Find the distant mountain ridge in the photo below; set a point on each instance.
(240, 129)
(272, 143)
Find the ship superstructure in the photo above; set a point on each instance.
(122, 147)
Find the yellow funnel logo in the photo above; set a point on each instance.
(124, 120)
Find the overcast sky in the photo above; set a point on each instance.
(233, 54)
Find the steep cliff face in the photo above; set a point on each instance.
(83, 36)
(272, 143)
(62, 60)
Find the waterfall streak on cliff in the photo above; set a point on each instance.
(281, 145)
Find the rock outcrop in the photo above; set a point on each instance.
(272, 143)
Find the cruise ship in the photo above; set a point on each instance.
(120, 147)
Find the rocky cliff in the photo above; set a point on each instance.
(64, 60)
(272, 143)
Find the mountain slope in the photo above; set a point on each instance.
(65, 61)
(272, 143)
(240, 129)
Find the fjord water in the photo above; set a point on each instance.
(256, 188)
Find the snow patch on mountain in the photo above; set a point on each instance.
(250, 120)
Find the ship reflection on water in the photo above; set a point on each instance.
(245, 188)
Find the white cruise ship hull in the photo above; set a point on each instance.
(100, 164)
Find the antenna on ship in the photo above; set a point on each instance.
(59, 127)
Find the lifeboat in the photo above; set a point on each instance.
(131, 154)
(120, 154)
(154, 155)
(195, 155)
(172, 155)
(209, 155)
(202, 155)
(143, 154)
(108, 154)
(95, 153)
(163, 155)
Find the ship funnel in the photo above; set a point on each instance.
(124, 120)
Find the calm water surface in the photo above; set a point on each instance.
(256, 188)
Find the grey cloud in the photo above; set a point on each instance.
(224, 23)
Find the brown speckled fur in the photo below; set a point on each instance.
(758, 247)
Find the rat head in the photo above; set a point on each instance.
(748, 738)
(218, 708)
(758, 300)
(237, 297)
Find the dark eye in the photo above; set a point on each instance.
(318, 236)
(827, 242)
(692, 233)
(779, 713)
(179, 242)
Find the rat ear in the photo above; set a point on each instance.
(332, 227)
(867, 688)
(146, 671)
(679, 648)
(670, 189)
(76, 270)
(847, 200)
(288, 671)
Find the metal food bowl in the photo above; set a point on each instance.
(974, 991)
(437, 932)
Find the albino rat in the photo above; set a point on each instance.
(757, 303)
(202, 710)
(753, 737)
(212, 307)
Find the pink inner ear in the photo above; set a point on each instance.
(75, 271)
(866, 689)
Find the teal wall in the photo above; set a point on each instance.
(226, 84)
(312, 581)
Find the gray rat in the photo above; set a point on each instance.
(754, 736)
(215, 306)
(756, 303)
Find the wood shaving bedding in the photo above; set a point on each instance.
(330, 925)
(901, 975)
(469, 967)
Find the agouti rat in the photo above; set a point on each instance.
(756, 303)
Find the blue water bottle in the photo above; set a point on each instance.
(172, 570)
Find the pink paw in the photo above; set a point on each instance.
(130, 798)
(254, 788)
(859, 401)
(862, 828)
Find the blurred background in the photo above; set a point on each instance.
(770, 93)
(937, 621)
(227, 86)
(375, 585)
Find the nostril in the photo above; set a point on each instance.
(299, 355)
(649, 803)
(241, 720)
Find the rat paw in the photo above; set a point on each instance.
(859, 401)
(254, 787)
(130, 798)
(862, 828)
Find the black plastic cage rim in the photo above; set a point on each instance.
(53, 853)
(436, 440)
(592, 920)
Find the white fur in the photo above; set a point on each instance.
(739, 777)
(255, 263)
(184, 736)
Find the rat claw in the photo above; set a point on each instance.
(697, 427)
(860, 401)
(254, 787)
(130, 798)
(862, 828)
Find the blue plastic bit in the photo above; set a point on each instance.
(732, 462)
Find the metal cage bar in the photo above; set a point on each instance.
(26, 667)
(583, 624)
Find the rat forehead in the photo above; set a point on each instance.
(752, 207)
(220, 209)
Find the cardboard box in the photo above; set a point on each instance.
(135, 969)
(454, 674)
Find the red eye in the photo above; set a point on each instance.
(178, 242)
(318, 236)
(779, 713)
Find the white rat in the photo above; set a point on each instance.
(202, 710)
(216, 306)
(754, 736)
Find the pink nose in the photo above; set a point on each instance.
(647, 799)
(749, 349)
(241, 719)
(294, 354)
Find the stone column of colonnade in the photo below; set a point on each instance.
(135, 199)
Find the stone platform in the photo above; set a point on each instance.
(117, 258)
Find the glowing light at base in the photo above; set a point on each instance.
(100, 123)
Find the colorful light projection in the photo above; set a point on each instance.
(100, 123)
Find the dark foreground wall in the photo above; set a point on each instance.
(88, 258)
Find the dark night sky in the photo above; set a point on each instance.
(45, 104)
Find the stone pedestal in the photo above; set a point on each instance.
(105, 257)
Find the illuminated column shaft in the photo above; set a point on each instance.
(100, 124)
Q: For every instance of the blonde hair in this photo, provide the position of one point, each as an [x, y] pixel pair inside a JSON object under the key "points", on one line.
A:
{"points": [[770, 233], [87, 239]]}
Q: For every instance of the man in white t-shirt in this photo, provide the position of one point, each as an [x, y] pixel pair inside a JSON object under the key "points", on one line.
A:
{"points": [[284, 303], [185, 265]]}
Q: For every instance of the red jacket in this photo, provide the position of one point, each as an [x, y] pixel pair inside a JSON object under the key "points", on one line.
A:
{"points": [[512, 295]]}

**Aim of the task:** Only the lines from the one containing "Find the stone platform" to the end of the data should be printed, exactly as they stand.

**The output:**
Find the stone platform in the photo above; set a point on each instance.
(117, 258)
Find the glowing light at base in the photo above; set a point on each instance.
(100, 123)
Find the colorful light projection in the photo above; set a point on each instance.
(100, 123)
Find the dark foreground wall in the photo above; set a point on each instance.
(88, 258)
Find the dark night sky in the photo above; set a point on each instance.
(45, 104)
Find the stone pedestal in the photo above; set a point on each instance.
(105, 257)
Find the illuminated column shaft in the photo above; set a point on each instance.
(100, 124)
Q: For every instance of the blonde hair in this photo, provide the position of one point, each as an [x, y] pixel pair inside a JSON object under the key "points", on one line.
A:
{"points": [[770, 233], [87, 239]]}
Q: For every instance of the man in white t-shirt in this photo, provide the position of one point, each as an [x, y] pixel pair inside a JSON object under the key "points", on one line.
A:
{"points": [[284, 303], [185, 265]]}
Q: For every instance of the red jacket in this photo, provide the position of one point, each as an [x, y] pixel pair inside a JSON object under the key "points", on one line.
A:
{"points": [[512, 295]]}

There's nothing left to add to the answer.